● COMPLETE THE FOLLOWING
1. Translate this sentence from the Covarrubias profile into Spanish: "Covarrubias signed with Fresno FC on January 10, 2018, for the 2018 season."
2. In the Covarrubias profile, write out word for word everything from "Senior career" down to "July 27, 2018.".

● QUOTED PASSAGE
---*---

Alejandro Covarrubias (born September 17, 1991) is an American soccer player who plays as a midfielder..

Youth and college career 
Covarrubias spent his high school years playing for the LA Galaxy youth academy before attending Cerritos College to play college soccer. A standout his freshman and sophomore years, Covarrubias transferred to California State University, Dominguez Hills to play college soccer for their team. In his first, and only season with the Toros, Covarrubias started every game and registered six goals and five assists in eighteen appearances for the Toros.

Senior career 
Upon his junior year of college, Covarrubias opted to forgo his senior year and join LA Galaxy II, the Galaxy's reserve side. Covarrubias signed with United Soccer League side Oklahoma City Energy on December 15, 2016. He returned to Los Angeles on May 18, 2017.

Covarrubias signed with Fresno FC on January 10, 2018, for the 2018 season.

After a spell with USL PDL side Des Moines Menace, Covarrubias signed with USL side Tulsa Roughnecks on July 27, 2018.

---*---

● LISTED RECORDS

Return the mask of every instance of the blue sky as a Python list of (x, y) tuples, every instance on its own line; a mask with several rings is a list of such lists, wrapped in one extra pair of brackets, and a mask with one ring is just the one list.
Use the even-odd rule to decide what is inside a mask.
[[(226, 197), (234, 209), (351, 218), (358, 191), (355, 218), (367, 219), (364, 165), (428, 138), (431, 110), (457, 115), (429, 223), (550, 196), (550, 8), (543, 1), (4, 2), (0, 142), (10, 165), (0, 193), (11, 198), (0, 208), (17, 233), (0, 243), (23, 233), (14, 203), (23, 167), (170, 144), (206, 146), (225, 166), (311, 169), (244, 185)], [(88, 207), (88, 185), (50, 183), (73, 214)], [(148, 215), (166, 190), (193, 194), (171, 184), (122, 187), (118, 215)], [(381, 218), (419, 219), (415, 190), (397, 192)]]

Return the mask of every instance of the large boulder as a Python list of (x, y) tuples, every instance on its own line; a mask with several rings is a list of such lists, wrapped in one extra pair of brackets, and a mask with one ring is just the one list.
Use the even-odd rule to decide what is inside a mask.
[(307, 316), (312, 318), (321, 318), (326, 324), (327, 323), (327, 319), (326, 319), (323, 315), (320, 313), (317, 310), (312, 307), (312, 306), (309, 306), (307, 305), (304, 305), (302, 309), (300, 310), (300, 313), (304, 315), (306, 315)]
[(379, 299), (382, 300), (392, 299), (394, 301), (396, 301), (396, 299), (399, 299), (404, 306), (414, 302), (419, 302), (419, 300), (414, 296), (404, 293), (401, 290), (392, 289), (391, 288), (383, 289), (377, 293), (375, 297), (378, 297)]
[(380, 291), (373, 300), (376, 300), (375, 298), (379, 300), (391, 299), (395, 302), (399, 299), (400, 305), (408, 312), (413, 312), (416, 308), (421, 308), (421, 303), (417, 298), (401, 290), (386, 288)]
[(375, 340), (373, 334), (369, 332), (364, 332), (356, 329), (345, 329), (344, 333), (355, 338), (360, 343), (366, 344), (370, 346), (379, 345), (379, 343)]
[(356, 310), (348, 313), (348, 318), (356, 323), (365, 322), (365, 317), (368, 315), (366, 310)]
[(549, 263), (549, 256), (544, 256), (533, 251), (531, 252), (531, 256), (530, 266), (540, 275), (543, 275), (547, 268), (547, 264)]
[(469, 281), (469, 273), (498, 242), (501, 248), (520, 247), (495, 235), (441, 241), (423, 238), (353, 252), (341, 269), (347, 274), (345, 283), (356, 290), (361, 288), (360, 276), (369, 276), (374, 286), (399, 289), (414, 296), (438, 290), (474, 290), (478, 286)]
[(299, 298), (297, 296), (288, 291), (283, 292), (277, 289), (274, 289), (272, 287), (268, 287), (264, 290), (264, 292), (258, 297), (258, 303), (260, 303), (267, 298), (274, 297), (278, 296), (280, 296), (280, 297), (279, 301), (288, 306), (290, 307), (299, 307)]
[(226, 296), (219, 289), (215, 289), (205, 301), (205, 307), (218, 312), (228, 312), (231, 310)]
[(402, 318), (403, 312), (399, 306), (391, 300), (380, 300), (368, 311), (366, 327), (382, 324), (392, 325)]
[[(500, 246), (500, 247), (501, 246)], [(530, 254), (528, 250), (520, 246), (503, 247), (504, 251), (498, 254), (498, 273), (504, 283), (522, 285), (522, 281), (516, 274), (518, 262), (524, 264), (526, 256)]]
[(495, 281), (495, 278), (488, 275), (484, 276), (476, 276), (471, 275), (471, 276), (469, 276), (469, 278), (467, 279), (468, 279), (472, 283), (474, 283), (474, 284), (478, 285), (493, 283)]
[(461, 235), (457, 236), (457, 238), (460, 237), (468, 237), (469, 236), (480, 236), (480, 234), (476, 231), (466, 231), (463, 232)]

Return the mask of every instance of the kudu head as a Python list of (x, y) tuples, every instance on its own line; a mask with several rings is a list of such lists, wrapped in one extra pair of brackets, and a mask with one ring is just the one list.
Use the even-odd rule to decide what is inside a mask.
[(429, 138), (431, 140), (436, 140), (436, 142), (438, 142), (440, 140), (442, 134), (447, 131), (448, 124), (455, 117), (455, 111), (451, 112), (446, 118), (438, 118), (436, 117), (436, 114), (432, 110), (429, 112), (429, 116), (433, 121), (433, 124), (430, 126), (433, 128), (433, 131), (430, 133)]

---*---

● SOLUTION LIST
1. Covarrubias firmó con el Fresno FC el 10 de enero de 2018 para la temporada 2018.

2.
Senior career 
Upon his junior year of college, Covarrubias opted to forgo his senior year and join LA Galaxy II, the Galaxy's reserve side. Covarrubias signed with United Soccer League side Oklahoma City Energy on December 15, 2016. He returned to Los Angeles on May 18, 2017.

Covarrubias signed with Fresno FC on January 10, 2018, for the 2018 season.

After a spell with USL PDL side Des Moines Menace, Covarrubias signed with USL side Tulsa Roughnecks on July 27, 2018.